## Assigned task
Find the lines in the records that carry the word "soap". Copy each one.

[Start of section]

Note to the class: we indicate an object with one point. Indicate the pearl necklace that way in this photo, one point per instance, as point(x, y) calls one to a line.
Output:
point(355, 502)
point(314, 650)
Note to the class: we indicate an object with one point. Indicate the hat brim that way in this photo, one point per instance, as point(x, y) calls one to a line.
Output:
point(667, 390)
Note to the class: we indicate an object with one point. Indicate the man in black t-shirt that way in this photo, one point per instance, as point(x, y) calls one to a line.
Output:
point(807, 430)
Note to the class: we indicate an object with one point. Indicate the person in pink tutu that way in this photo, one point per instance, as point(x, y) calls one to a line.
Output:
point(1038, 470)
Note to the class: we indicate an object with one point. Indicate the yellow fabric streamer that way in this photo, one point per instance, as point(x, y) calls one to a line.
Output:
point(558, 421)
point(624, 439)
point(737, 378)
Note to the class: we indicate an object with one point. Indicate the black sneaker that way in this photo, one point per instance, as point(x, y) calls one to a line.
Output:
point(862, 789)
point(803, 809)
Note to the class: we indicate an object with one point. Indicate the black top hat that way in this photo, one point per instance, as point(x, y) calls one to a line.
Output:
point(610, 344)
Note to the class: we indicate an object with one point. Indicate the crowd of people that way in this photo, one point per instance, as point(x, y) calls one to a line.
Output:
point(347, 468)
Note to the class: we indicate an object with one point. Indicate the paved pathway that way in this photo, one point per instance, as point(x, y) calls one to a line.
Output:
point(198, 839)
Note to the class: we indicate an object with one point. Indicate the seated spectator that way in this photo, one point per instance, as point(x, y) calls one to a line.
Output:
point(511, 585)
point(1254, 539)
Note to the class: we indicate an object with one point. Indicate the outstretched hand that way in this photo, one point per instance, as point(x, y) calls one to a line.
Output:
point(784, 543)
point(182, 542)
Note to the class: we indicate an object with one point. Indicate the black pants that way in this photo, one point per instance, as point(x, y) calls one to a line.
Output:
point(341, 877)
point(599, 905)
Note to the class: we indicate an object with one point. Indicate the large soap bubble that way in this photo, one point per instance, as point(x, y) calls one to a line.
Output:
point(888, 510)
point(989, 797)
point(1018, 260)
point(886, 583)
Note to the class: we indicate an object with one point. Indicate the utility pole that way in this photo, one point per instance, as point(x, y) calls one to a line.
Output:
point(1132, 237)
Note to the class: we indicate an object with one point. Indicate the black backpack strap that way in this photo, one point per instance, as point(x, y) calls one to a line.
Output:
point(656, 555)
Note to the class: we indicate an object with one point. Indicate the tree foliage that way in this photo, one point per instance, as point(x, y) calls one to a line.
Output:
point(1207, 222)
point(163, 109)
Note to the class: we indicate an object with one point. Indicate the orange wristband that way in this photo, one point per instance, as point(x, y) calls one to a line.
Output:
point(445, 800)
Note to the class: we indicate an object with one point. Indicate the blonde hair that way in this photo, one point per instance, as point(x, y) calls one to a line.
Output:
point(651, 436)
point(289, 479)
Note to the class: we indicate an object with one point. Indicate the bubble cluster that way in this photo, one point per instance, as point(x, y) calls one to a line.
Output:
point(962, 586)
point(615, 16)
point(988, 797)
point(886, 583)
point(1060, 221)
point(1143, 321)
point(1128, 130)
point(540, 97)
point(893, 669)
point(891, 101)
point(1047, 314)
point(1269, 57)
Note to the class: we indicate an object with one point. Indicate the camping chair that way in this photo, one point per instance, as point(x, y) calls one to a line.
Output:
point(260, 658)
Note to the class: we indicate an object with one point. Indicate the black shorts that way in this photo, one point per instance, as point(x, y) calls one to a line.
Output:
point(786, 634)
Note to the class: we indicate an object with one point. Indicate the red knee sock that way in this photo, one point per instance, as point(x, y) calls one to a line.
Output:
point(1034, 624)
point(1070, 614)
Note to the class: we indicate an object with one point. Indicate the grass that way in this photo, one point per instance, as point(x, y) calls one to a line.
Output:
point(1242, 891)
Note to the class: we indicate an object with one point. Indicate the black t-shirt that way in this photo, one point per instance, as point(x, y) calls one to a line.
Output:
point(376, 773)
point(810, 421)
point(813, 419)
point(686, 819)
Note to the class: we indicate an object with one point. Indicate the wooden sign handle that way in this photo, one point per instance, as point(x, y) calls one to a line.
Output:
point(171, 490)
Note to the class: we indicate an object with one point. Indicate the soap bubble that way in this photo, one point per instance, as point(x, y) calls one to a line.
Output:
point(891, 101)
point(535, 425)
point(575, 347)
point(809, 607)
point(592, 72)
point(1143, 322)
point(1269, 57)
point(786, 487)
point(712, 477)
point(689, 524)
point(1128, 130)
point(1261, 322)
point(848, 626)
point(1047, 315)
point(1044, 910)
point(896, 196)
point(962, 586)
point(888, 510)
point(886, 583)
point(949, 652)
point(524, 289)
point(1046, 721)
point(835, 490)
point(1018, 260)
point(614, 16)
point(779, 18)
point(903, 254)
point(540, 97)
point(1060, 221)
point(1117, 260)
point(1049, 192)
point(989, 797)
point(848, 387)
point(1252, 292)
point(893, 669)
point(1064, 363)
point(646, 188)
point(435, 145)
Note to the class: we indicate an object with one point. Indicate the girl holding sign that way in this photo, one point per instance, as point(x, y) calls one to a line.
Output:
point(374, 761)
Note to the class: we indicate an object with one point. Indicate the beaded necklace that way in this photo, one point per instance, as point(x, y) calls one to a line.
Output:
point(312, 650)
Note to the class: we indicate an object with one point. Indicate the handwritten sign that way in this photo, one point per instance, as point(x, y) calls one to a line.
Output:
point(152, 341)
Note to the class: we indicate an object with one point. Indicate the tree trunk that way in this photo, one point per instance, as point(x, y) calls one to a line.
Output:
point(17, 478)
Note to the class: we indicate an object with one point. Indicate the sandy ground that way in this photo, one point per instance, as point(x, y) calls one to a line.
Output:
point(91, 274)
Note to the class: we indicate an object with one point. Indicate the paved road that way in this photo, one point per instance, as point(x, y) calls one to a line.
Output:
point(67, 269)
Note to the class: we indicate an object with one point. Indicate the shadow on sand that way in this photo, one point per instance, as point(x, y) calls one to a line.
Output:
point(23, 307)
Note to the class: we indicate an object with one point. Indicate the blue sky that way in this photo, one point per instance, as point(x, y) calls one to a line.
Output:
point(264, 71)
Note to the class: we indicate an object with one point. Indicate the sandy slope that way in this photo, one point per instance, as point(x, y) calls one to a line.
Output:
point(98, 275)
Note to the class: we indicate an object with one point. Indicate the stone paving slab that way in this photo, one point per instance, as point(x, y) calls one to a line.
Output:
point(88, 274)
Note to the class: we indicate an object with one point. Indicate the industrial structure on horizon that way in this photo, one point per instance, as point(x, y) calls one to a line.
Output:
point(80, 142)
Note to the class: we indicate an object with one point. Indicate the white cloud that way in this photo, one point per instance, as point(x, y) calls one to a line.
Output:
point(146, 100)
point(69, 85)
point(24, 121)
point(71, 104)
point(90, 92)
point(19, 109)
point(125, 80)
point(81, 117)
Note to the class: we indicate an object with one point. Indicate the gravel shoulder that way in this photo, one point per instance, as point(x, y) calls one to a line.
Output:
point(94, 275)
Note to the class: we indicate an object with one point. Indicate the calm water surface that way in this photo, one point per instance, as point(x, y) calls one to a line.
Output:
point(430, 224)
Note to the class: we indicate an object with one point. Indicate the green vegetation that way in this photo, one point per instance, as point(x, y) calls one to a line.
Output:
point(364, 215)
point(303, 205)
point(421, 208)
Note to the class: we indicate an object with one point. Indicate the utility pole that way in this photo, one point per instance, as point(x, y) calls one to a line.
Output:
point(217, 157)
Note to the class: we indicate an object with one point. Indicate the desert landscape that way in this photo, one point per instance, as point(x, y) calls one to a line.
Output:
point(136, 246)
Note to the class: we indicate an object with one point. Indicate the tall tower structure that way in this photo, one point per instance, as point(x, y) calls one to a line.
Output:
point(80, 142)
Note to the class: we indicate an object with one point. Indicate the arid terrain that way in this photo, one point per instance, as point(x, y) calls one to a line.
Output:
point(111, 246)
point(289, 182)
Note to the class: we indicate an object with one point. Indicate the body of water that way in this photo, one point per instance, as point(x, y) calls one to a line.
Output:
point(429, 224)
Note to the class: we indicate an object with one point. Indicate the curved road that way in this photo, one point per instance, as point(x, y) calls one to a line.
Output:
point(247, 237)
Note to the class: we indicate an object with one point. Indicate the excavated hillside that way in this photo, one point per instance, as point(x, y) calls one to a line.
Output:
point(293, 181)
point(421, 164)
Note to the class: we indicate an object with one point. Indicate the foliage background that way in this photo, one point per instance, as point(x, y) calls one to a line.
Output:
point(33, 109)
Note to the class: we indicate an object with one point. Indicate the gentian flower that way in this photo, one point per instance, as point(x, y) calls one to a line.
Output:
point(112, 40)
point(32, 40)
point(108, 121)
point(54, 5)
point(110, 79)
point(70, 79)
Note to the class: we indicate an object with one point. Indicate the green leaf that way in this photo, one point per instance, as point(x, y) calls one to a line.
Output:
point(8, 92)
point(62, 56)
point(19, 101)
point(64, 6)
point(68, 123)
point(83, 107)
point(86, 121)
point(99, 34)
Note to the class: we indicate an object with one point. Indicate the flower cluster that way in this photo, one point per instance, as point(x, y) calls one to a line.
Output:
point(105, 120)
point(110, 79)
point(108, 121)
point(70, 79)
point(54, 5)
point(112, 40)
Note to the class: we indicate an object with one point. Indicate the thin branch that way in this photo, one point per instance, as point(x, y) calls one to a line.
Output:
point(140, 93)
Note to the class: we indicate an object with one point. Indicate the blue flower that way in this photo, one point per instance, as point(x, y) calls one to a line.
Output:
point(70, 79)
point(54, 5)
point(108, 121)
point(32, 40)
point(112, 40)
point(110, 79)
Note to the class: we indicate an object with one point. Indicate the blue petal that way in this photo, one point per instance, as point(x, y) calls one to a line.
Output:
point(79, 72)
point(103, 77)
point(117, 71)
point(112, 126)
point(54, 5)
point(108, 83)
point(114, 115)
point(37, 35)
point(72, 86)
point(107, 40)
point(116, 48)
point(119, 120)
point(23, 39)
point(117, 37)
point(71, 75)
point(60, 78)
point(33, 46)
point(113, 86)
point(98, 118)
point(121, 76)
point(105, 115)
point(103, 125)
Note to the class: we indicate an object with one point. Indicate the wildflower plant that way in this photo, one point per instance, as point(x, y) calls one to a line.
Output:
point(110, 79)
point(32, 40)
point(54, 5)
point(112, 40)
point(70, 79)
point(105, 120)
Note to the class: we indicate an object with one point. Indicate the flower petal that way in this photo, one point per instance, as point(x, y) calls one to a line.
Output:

[End of section]

## Reply
Note to the class: we indicate an object with one point. Indicate the large soap bubble that way in this photo, one point per instance, as point(x, y) calls one to a line.
Note to the class: we indicate an object with one point. Indicate the soap bubble that way in this photo, one point per instance, as point(x, y) calls one to a line.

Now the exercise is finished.